===== RECORDED DATA =====

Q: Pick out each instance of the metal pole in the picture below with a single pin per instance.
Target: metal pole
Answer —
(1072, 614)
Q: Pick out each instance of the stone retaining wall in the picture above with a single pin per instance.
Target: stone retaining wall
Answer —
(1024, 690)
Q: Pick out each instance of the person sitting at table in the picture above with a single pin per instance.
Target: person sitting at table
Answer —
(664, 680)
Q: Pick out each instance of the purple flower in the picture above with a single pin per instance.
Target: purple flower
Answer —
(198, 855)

=====

TASK DIRECTIONS:
Format every line of the entries above as a JSON list of strings, one string per line, and leave out any blank lines.

EXERCISE OUTPUT:
[
  "Q: Pick out each instance of the metal pole in the picture below with a single pin per instance.",
  "Target: metal pole",
  "Answer —",
  "(1072, 614)",
  "Q: Pick out each instance of the stone retaining wall in the picture above with a single pin per instance.",
  "Target: stone retaining wall",
  "Answer —",
  "(1024, 690)",
  "Q: Pick out each instance of the person sitting at table in the picture above with a single pin per instance.",
  "Target: person sitting at table",
  "Answer —",
  "(664, 680)",
  "Q: Pick out each instance of the purple flower in the picture above with a single pin per instance.",
  "Target: purple flower",
  "Answer —",
  "(198, 855)"
]